- What you are asked to do -
Copy out everything from the first of the lines below down to the line containing "869 197 L 806", including both, and leave out the pictures.

- Data for processing -
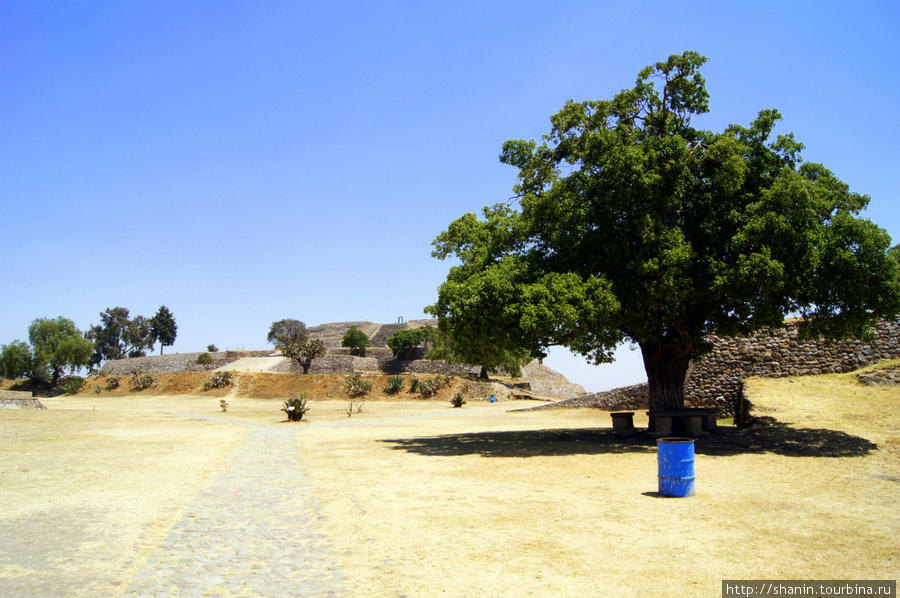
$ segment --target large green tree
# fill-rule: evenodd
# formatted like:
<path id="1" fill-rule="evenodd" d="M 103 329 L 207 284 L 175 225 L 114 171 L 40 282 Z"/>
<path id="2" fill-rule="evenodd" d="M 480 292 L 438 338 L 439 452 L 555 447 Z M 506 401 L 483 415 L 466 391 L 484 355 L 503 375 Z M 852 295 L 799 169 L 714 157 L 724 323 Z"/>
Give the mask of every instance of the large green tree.
<path id="1" fill-rule="evenodd" d="M 28 340 L 35 363 L 50 371 L 50 386 L 56 386 L 65 370 L 74 373 L 88 365 L 94 350 L 94 343 L 85 338 L 72 320 L 62 316 L 32 322 L 28 327 Z"/>
<path id="2" fill-rule="evenodd" d="M 309 340 L 306 324 L 299 320 L 285 319 L 273 322 L 267 338 L 282 355 L 296 359 L 304 374 L 309 373 L 313 359 L 324 357 L 328 353 L 325 343 L 321 340 Z"/>
<path id="3" fill-rule="evenodd" d="M 16 340 L 0 347 L 0 375 L 26 376 L 56 386 L 63 372 L 88 365 L 94 343 L 68 318 L 38 318 L 28 327 L 31 345 Z"/>
<path id="4" fill-rule="evenodd" d="M 163 347 L 171 347 L 178 335 L 178 325 L 175 324 L 175 316 L 165 305 L 160 305 L 156 315 L 150 318 L 150 334 L 159 341 L 159 354 L 162 355 Z"/>
<path id="5" fill-rule="evenodd" d="M 869 197 L 806 163 L 781 119 L 694 128 L 708 94 L 696 52 L 648 66 L 611 100 L 569 101 L 541 143 L 510 140 L 511 203 L 434 242 L 455 256 L 428 309 L 473 362 L 562 345 L 594 363 L 643 356 L 652 411 L 683 408 L 691 359 L 729 336 L 802 317 L 807 336 L 865 335 L 900 310 L 890 238 Z"/>
<path id="6" fill-rule="evenodd" d="M 344 338 L 341 339 L 341 346 L 355 351 L 357 355 L 363 355 L 369 342 L 369 335 L 357 328 L 355 324 L 351 324 L 347 333 L 344 334 Z"/>
<path id="7" fill-rule="evenodd" d="M 35 362 L 28 343 L 16 339 L 8 345 L 0 346 L 0 378 L 15 380 L 23 377 L 46 381 L 49 374 L 45 367 L 42 368 Z"/>
<path id="8" fill-rule="evenodd" d="M 91 326 L 87 337 L 94 341 L 92 366 L 106 360 L 142 357 L 153 350 L 151 321 L 144 316 L 129 317 L 125 307 L 108 307 L 100 313 L 100 324 Z"/>

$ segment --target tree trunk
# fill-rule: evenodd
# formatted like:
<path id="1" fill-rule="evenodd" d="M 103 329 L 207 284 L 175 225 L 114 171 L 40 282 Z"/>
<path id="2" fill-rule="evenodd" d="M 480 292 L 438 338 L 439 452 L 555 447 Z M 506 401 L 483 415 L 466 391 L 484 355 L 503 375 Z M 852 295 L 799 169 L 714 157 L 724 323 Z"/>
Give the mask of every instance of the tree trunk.
<path id="1" fill-rule="evenodd" d="M 684 382 L 692 347 L 672 341 L 640 343 L 640 347 L 650 387 L 650 412 L 684 409 Z"/>

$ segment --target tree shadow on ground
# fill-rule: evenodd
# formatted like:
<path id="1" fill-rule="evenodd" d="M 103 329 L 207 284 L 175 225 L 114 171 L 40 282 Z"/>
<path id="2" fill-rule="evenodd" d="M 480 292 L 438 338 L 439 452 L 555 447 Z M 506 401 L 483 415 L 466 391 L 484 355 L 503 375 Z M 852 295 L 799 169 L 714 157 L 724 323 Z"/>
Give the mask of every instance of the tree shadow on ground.
<path id="1" fill-rule="evenodd" d="M 655 453 L 656 440 L 646 432 L 619 438 L 611 428 L 473 432 L 417 438 L 385 439 L 391 448 L 418 455 L 457 457 L 556 457 L 617 453 Z M 701 455 L 733 456 L 772 453 L 786 457 L 862 457 L 878 446 L 838 430 L 791 428 L 765 418 L 749 428 L 720 428 L 698 438 Z"/>

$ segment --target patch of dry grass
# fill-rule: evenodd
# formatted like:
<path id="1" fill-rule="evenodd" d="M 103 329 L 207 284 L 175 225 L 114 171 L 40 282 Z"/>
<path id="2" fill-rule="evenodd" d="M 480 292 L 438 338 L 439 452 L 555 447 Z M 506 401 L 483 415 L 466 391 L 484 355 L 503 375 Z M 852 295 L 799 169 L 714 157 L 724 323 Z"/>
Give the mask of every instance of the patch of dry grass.
<path id="1" fill-rule="evenodd" d="M 616 439 L 606 413 L 380 398 L 348 418 L 343 388 L 329 399 L 313 378 L 300 424 L 261 378 L 279 396 L 233 389 L 227 413 L 212 394 L 0 412 L 0 590 L 121 594 L 243 433 L 161 411 L 293 426 L 351 596 L 693 597 L 722 579 L 900 576 L 898 388 L 751 380 L 770 419 L 699 439 L 697 495 L 665 499 L 654 443 Z"/>

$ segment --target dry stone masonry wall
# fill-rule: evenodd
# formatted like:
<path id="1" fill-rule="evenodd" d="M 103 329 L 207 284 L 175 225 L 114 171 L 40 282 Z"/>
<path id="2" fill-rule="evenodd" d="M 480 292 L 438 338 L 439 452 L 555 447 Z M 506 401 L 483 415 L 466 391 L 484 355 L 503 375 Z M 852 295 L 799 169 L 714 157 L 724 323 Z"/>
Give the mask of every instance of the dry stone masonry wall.
<path id="1" fill-rule="evenodd" d="M 801 341 L 796 322 L 746 338 L 712 340 L 712 352 L 691 366 L 685 397 L 692 405 L 719 407 L 728 415 L 745 378 L 837 374 L 900 358 L 900 322 L 880 322 L 871 342 Z"/>

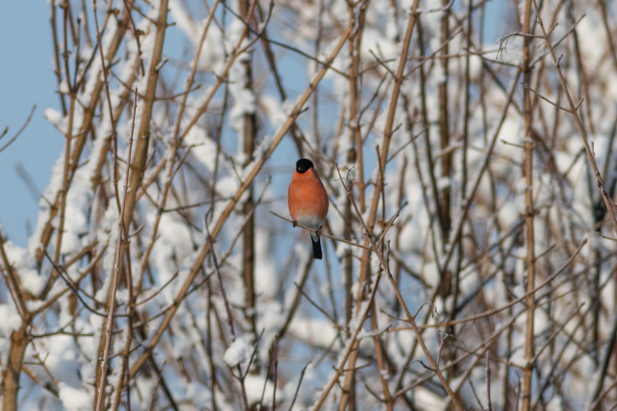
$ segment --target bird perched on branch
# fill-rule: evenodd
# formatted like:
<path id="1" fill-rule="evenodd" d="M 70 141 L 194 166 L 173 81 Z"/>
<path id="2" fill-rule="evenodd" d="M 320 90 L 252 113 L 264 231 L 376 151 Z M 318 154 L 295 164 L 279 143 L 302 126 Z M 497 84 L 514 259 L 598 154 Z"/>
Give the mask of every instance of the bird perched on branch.
<path id="1" fill-rule="evenodd" d="M 294 226 L 299 222 L 314 230 L 321 228 L 328 215 L 328 193 L 310 160 L 300 158 L 296 163 L 288 191 L 288 205 Z M 313 258 L 321 259 L 318 232 L 311 232 L 310 239 Z"/>

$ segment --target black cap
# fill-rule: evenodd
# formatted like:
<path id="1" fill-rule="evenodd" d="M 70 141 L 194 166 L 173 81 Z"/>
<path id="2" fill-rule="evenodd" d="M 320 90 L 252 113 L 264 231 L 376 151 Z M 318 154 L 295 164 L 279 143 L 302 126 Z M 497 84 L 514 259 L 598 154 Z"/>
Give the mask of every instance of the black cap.
<path id="1" fill-rule="evenodd" d="M 296 162 L 296 171 L 302 174 L 309 168 L 313 168 L 313 162 L 307 158 L 300 158 Z"/>

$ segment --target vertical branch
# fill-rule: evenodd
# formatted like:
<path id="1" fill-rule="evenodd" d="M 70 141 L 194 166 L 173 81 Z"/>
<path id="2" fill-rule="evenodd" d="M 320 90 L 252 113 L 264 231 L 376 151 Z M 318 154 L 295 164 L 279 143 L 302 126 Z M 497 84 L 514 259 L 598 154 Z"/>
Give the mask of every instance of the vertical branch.
<path id="1" fill-rule="evenodd" d="M 168 0 L 161 0 L 159 5 L 159 18 L 156 22 L 156 35 L 152 54 L 147 71 L 147 81 L 146 84 L 146 94 L 141 110 L 141 123 L 137 134 L 137 144 L 135 146 L 135 160 L 130 163 L 132 172 L 130 173 L 131 190 L 126 197 L 125 208 L 123 213 L 123 225 L 128 230 L 131 225 L 133 211 L 135 208 L 137 192 L 141 186 L 141 180 L 146 171 L 146 159 L 147 158 L 148 146 L 150 142 L 150 121 L 152 108 L 154 105 L 159 80 L 159 70 L 163 55 L 163 44 L 167 29 Z"/>
<path id="2" fill-rule="evenodd" d="M 251 15 L 253 8 L 251 7 L 249 0 L 240 0 L 240 15 L 244 20 L 244 24 L 251 24 Z M 247 38 L 250 39 L 250 34 L 247 35 Z M 255 94 L 253 89 L 253 67 L 251 61 L 252 53 L 251 51 L 247 52 L 248 55 L 242 59 L 242 67 L 244 69 L 244 89 L 252 94 Z M 255 151 L 255 142 L 257 140 L 257 116 L 255 112 L 244 114 L 244 130 L 242 139 L 244 140 L 244 165 L 246 168 L 253 160 L 253 152 Z M 256 329 L 256 315 L 255 306 L 255 213 L 253 208 L 255 206 L 254 200 L 254 185 L 251 184 L 246 191 L 246 200 L 242 205 L 242 214 L 245 218 L 245 222 L 242 228 L 242 272 L 244 280 L 244 308 L 247 319 L 251 324 L 255 341 L 257 340 L 257 331 Z M 259 364 L 257 364 L 259 366 Z"/>
<path id="3" fill-rule="evenodd" d="M 531 404 L 531 380 L 534 369 L 534 316 L 536 310 L 535 296 L 531 293 L 536 287 L 536 254 L 534 243 L 533 198 L 533 140 L 531 136 L 532 104 L 529 88 L 526 86 L 531 81 L 531 52 L 530 50 L 531 0 L 526 0 L 523 22 L 523 121 L 524 121 L 524 160 L 523 173 L 525 178 L 525 243 L 527 254 L 525 258 L 527 271 L 527 292 L 530 293 L 526 301 L 526 323 L 525 325 L 525 360 L 523 375 L 523 411 L 529 411 Z"/>
<path id="4" fill-rule="evenodd" d="M 441 18 L 441 44 L 444 46 L 439 53 L 439 63 L 443 71 L 443 81 L 439 83 L 439 134 L 441 137 L 441 150 L 444 152 L 441 157 L 441 177 L 449 178 L 452 171 L 452 155 L 450 150 L 445 149 L 450 145 L 450 115 L 448 110 L 448 53 L 449 46 L 448 39 L 450 37 L 450 7 L 449 0 L 442 0 L 444 14 Z M 452 220 L 450 216 L 450 185 L 441 190 L 441 202 L 439 205 L 439 219 L 441 223 L 441 232 L 444 235 L 442 248 L 445 250 L 445 243 L 450 235 Z M 449 294 L 449 287 L 446 282 L 449 281 L 449 275 L 446 273 L 447 268 L 444 267 L 442 273 L 443 295 Z"/>
<path id="5" fill-rule="evenodd" d="M 137 88 L 135 88 L 135 99 L 133 105 L 133 124 L 131 125 L 131 135 L 128 139 L 128 157 L 126 158 L 126 164 L 131 164 L 131 154 L 133 151 L 133 134 L 135 128 L 135 116 L 137 112 Z M 97 388 L 98 391 L 96 396 L 96 411 L 101 411 L 102 409 L 104 393 L 105 392 L 105 381 L 107 376 L 107 370 L 109 368 L 109 346 L 111 343 L 112 328 L 114 327 L 114 315 L 115 312 L 115 298 L 116 291 L 118 287 L 118 281 L 120 277 L 120 262 L 122 260 L 122 250 L 123 244 L 125 242 L 125 232 L 126 229 L 124 227 L 124 216 L 126 206 L 126 197 L 128 192 L 128 179 L 130 174 L 130 167 L 126 166 L 126 171 L 124 177 L 124 193 L 123 194 L 122 208 L 120 209 L 120 216 L 118 219 L 118 238 L 116 243 L 115 261 L 114 264 L 113 278 L 109 285 L 110 298 L 109 301 L 109 314 L 107 316 L 107 322 L 105 322 L 105 346 L 103 351 L 103 357 L 101 362 L 101 375 L 99 380 L 99 384 Z M 128 241 L 128 236 L 126 237 L 126 241 Z M 122 377 L 121 377 L 122 379 Z"/>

- Problem solution -
$ segment --target large green tree
# fill-rule: evenodd
# formatted like:
<path id="1" fill-rule="evenodd" d="M 103 329 L 207 284 L 175 225 L 114 171 L 40 282 Z"/>
<path id="2" fill-rule="evenodd" d="M 480 292 L 438 338 L 439 452 L 555 447 Z M 506 401 L 483 415 L 466 391 L 484 355 L 503 375 Z M 852 295 L 799 169 L 714 157 L 724 323 Z"/>
Give the mask of every instance of the large green tree.
<path id="1" fill-rule="evenodd" d="M 28 340 L 35 363 L 50 371 L 50 386 L 56 386 L 65 370 L 74 373 L 88 365 L 94 350 L 94 343 L 85 338 L 72 320 L 62 316 L 32 322 L 28 327 Z"/>
<path id="2" fill-rule="evenodd" d="M 309 340 L 306 324 L 299 320 L 285 319 L 273 322 L 267 338 L 282 355 L 296 359 L 304 374 L 309 373 L 313 359 L 324 357 L 328 353 L 325 343 L 321 340 Z"/>
<path id="3" fill-rule="evenodd" d="M 16 340 L 0 347 L 0 375 L 26 376 L 56 386 L 63 372 L 88 365 L 94 343 L 68 318 L 38 318 L 28 327 L 31 345 Z"/>
<path id="4" fill-rule="evenodd" d="M 163 347 L 171 347 L 178 335 L 178 325 L 175 324 L 175 316 L 165 305 L 160 305 L 156 315 L 150 318 L 150 334 L 159 341 L 159 354 L 162 355 Z"/>
<path id="5" fill-rule="evenodd" d="M 869 197 L 806 163 L 781 119 L 694 128 L 708 94 L 696 52 L 648 66 L 611 100 L 569 101 L 541 143 L 510 140 L 511 203 L 434 242 L 455 256 L 428 309 L 473 362 L 562 345 L 594 363 L 643 356 L 652 411 L 683 408 L 691 359 L 729 336 L 802 317 L 807 336 L 865 335 L 900 310 L 890 238 Z"/>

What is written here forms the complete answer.